How many lines in the rows below contain the string "outline", with case counting? Give only the number.

════════════════════

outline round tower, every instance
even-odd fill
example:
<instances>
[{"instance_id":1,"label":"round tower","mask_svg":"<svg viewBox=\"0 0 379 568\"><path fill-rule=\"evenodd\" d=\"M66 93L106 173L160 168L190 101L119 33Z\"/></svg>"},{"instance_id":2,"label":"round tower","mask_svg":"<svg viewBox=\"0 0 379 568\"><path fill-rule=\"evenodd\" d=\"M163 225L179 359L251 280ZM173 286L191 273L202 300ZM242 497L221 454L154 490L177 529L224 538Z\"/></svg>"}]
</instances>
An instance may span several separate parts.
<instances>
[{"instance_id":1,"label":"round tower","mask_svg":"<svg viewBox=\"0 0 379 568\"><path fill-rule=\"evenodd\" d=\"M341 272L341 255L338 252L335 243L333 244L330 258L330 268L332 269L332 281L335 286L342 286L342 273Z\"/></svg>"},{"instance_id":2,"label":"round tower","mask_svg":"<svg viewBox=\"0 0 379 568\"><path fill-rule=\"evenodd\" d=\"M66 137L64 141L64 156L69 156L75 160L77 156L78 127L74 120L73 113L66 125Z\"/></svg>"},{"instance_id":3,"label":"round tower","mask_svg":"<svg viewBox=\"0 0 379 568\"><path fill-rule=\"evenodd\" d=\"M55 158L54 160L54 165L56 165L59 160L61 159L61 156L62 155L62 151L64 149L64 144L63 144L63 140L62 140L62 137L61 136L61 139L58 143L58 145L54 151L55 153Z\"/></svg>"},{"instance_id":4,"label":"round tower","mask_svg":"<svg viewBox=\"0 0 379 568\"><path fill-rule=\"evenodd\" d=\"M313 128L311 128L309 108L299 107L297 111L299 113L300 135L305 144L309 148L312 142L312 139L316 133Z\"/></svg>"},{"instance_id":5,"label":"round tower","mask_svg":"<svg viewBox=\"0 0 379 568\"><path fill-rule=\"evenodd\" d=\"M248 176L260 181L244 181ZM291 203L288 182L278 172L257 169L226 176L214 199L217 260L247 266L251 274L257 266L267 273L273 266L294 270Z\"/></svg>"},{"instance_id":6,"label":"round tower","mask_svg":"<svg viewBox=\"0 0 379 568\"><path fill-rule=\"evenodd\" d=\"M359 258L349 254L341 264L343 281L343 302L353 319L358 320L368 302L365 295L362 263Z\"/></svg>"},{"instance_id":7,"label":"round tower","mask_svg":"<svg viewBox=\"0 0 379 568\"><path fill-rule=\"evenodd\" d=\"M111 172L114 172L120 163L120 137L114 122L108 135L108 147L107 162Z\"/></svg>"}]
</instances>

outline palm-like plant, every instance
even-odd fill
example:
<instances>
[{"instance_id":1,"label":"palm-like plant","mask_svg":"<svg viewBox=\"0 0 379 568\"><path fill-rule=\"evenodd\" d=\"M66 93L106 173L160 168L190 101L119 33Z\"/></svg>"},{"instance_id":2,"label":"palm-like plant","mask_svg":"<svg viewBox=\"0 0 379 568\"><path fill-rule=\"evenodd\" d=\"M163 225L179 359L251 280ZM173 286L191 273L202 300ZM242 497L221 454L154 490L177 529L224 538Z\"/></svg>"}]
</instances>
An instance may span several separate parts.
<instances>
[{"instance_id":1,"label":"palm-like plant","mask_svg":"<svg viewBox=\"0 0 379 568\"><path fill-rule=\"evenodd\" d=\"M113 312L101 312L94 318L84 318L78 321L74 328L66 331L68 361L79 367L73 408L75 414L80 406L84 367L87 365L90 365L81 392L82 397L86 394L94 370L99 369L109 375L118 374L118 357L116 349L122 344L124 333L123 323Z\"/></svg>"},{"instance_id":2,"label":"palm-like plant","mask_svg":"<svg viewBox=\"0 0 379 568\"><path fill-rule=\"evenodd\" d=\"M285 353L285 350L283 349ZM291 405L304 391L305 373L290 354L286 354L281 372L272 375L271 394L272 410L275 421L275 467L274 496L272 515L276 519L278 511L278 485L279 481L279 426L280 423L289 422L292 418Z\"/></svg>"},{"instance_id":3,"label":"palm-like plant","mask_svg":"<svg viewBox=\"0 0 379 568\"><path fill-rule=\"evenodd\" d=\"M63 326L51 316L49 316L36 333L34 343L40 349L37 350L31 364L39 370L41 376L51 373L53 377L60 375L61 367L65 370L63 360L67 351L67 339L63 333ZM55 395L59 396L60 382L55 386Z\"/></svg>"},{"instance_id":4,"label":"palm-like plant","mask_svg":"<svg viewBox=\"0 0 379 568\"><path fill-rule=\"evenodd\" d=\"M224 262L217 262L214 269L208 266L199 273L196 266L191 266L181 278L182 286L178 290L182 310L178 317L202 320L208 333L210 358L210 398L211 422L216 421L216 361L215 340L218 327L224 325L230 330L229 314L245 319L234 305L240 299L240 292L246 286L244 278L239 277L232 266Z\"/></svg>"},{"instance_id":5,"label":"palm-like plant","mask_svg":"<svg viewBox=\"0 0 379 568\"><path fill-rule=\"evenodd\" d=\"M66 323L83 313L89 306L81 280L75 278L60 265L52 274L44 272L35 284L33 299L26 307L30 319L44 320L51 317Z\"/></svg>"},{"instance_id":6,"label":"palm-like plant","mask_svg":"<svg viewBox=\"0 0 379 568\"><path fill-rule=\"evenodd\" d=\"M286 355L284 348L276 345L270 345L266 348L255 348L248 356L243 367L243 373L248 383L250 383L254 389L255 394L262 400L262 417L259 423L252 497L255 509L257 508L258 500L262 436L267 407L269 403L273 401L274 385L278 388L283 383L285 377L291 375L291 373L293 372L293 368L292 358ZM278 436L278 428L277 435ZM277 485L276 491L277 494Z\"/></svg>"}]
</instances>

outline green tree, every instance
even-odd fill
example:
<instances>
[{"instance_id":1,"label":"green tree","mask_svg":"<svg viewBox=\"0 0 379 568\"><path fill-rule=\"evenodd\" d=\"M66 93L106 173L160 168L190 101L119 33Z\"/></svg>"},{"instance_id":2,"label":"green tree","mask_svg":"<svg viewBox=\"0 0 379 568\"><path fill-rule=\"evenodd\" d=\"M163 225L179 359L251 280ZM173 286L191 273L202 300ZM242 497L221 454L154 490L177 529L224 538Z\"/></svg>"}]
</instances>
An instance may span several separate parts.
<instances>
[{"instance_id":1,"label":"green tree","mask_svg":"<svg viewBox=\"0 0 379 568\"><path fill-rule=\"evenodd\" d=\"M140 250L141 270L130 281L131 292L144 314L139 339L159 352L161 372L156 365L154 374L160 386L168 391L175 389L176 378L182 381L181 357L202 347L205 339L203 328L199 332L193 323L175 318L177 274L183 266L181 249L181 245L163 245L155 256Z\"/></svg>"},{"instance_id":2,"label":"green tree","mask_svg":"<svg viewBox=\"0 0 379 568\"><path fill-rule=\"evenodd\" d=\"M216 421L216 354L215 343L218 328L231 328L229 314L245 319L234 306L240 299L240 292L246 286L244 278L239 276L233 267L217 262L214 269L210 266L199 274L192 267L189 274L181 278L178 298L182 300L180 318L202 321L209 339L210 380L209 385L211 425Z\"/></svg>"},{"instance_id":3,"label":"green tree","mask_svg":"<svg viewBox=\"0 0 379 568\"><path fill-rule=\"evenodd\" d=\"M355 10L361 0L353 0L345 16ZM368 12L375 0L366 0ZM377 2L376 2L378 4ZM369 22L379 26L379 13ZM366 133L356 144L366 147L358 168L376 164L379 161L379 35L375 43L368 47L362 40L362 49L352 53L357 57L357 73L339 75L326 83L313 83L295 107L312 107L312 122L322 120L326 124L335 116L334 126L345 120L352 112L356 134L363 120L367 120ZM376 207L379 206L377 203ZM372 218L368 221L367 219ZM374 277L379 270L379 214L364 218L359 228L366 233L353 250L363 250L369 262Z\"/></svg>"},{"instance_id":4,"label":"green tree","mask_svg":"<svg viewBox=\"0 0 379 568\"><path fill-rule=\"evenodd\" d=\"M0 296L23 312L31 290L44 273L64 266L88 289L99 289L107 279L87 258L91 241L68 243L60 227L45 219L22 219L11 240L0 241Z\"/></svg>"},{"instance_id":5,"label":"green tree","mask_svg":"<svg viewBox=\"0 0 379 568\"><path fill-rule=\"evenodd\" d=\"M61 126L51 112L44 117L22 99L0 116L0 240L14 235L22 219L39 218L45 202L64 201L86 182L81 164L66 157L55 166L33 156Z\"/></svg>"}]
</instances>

════════════════════

• **Right answer**
3